▶ [OBJECTIVE] Copy each line below without leaving any out.

▶ [INPUT MATERIAL]

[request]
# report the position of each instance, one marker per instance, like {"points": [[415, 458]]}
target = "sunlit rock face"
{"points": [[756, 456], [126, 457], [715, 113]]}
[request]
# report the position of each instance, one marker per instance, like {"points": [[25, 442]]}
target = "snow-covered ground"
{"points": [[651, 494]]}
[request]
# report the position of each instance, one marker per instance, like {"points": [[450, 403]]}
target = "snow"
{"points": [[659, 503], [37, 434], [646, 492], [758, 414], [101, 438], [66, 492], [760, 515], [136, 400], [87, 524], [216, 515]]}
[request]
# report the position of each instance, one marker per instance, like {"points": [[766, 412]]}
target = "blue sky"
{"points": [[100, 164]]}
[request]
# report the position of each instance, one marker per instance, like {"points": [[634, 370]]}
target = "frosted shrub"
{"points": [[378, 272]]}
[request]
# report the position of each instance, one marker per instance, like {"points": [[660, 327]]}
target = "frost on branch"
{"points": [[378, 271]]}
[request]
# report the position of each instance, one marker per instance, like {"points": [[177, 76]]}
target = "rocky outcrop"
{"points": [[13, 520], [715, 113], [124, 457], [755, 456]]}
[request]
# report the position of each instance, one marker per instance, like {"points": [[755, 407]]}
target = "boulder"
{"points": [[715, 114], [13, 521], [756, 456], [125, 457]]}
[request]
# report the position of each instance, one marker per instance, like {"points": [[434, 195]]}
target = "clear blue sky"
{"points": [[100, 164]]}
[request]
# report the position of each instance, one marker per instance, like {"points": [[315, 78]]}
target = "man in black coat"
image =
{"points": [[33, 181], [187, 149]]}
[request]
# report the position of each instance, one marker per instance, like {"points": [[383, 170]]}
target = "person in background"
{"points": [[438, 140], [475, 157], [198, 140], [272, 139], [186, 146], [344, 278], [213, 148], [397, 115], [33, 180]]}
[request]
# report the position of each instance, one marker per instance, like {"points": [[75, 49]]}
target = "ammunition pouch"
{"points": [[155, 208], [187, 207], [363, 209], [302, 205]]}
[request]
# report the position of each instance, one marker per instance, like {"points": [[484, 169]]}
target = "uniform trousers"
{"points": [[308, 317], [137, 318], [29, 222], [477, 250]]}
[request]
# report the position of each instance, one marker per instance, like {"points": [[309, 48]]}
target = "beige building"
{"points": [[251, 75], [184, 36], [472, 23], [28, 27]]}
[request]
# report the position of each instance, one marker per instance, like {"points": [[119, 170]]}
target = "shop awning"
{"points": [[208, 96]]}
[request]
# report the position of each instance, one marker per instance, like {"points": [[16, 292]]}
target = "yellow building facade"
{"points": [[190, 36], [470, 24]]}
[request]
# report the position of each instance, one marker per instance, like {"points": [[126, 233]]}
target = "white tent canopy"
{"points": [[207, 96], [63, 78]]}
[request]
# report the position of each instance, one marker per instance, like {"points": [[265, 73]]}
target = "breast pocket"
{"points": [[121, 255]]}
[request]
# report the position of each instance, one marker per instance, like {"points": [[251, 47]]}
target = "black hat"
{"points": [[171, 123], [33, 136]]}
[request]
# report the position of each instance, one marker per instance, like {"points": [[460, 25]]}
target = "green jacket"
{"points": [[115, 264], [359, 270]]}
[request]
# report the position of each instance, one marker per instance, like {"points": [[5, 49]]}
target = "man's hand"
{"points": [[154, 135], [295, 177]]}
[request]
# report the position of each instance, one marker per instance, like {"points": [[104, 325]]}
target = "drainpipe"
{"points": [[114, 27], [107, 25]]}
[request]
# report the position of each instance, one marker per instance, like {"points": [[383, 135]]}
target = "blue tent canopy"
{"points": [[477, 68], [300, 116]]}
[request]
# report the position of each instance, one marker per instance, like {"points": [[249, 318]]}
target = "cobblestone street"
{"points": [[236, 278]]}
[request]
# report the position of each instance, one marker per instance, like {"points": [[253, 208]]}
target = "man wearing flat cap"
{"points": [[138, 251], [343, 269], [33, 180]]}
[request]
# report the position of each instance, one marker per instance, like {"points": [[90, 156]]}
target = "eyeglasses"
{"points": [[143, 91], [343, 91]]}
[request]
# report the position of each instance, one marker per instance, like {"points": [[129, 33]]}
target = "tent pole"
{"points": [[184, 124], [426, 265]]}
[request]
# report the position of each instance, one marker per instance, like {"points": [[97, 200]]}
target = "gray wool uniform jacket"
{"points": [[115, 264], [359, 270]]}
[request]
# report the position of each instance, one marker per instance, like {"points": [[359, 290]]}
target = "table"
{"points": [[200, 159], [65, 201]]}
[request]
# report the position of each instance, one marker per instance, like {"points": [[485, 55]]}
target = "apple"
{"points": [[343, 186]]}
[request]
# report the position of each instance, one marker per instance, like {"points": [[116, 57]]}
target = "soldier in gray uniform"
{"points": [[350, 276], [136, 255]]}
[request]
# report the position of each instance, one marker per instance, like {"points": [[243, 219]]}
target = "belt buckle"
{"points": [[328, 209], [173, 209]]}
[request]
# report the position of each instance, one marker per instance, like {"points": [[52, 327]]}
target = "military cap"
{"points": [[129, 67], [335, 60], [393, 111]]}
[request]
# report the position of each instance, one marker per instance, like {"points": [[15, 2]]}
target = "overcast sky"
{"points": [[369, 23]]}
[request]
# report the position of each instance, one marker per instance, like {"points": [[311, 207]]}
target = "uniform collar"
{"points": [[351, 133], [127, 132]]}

▶ [RESULT BELOW]
[request]
# report the position of each instance, one marker per instance, like {"points": [[415, 458]]}
target = "sunlit rock face"
{"points": [[756, 456], [126, 457], [715, 113]]}
[request]
# report the position of each instance, one marker per instance, like {"points": [[25, 442]]}
target = "snow-covered ground"
{"points": [[651, 494]]}
[request]
# report the position of each instance, one marker per instance, like {"points": [[450, 403]]}
target = "snow"
{"points": [[659, 503], [37, 434], [646, 492], [758, 414], [101, 438], [66, 492], [760, 515], [136, 400], [87, 524], [216, 515]]}
[request]
# report the position of each instance, one marker per instance, like {"points": [[766, 412]]}
target = "blue sky"
{"points": [[100, 164]]}
[request]
# report the position of each instance, one marker per instance, like {"points": [[634, 370]]}
target = "frosted shrub"
{"points": [[378, 272]]}
[request]
# report the position of each instance, one marker per instance, like {"points": [[660, 327]]}
target = "frost on branch"
{"points": [[378, 271]]}
[request]
# report the position of each instance, one marker per instance, like {"points": [[177, 76]]}
target = "rocky outcrop"
{"points": [[13, 520], [715, 113], [124, 457], [755, 456]]}
[request]
# report the position of each instance, one marker per instance, like {"points": [[755, 407]]}
target = "boulder"
{"points": [[715, 114], [13, 521], [756, 456], [125, 457]]}
[request]
# report the position of each instance, one marker per instance, like {"points": [[434, 195]]}
target = "clear blue sky"
{"points": [[100, 164]]}
[request]
# report the position of each instance, one marker per instance, like {"points": [[315, 78]]}
target = "man in black coat"
image =
{"points": [[33, 181], [187, 149]]}
[request]
# report the position of each instance, one marker per instance, like {"points": [[383, 170]]}
target = "person in background"
{"points": [[438, 140], [475, 157], [198, 140], [272, 139], [186, 146], [344, 278], [213, 148], [397, 115], [33, 180]]}
[request]
# report the position of each instance, one marker per instance, like {"points": [[75, 49]]}
target = "ammunition pouch"
{"points": [[155, 208], [187, 207], [363, 209], [302, 205]]}
[request]
# report the position of each instance, one marker per instance, like {"points": [[484, 169]]}
target = "uniform trousers"
{"points": [[308, 317], [137, 318], [29, 222], [477, 250]]}
[request]
# report the position of each instance, one marker per instance, like {"points": [[309, 48]]}
target = "beige building"
{"points": [[251, 75], [184, 36], [472, 23], [28, 27]]}
[request]
# report the position of each instance, one marker per instance, like {"points": [[119, 170]]}
target = "shop awning"
{"points": [[208, 96]]}
[request]
# report the position of each instance, one marker per instance, like {"points": [[16, 292]]}
target = "yellow building facade"
{"points": [[190, 36], [470, 24]]}
[request]
# report the position of each instance, one marker per instance, like {"points": [[126, 233]]}
target = "white tent canopy"
{"points": [[207, 96], [63, 78]]}
[request]
# report the position of each instance, one marker per instance, like {"points": [[265, 73]]}
target = "breast pocket"
{"points": [[121, 255]]}
[request]
# report the position of each instance, one marker per instance, like {"points": [[251, 47]]}
target = "black hat"
{"points": [[171, 123], [33, 136]]}
[request]
# report the position of each instance, one marker per instance, like {"points": [[460, 25]]}
target = "green jacket"
{"points": [[115, 264], [359, 270]]}
[request]
# report the position of each instance, one marker per instance, like {"points": [[5, 49]]}
target = "man's hand"
{"points": [[154, 135], [295, 177]]}
[request]
# report the position of each instance, one marker per instance, like {"points": [[104, 325]]}
target = "drainpipe"
{"points": [[114, 27], [107, 25]]}
[request]
# report the position of each instance, one marker per instance, like {"points": [[383, 135]]}
target = "blue tent canopy"
{"points": [[477, 68], [300, 116]]}
[request]
# report the position of each instance, one marker per instance, like {"points": [[249, 318]]}
target = "cobblestone street"
{"points": [[236, 278]]}
[request]
# report the position of each instance, one marker per instance, like {"points": [[253, 208]]}
target = "man wearing flat cap"
{"points": [[138, 251], [343, 269], [33, 180]]}
[request]
# report the position of each instance, one marker per instance, like {"points": [[90, 156]]}
target = "eyeglasses"
{"points": [[143, 91], [343, 91]]}
[request]
# report the position of each instance, one marker per instance, like {"points": [[129, 33]]}
target = "tent pole"
{"points": [[184, 124], [426, 265]]}
[request]
# report the position of each instance, one marker per instance, like {"points": [[97, 200]]}
target = "gray wool uniform jacket"
{"points": [[115, 264], [359, 270]]}
[request]
# report the position of each instance, one marker per instance, like {"points": [[359, 290]]}
target = "table"
{"points": [[200, 159], [65, 201]]}
[request]
# report the position of each instance, one marker per instance, like {"points": [[485, 55]]}
target = "apple"
{"points": [[343, 186]]}
[request]
# report the position of each instance, one marker per instance, like {"points": [[116, 57]]}
target = "soldier in gray uniform"
{"points": [[350, 276], [136, 255]]}
[request]
# report the position of each instance, one marker per instance, like {"points": [[243, 219]]}
target = "belt buckle"
{"points": [[328, 209], [173, 209]]}
[request]
# report the position of each instance, one marker per instance, like {"points": [[52, 327]]}
target = "military cap"
{"points": [[129, 67], [335, 60], [393, 111]]}
[request]
# report the position of each instance, one marker per instance, like {"points": [[15, 2]]}
target = "overcast sky"
{"points": [[369, 23]]}
[request]
# report the position of each instance, one marker per instance, like {"points": [[311, 207]]}
target = "uniform collar"
{"points": [[351, 133], [127, 132]]}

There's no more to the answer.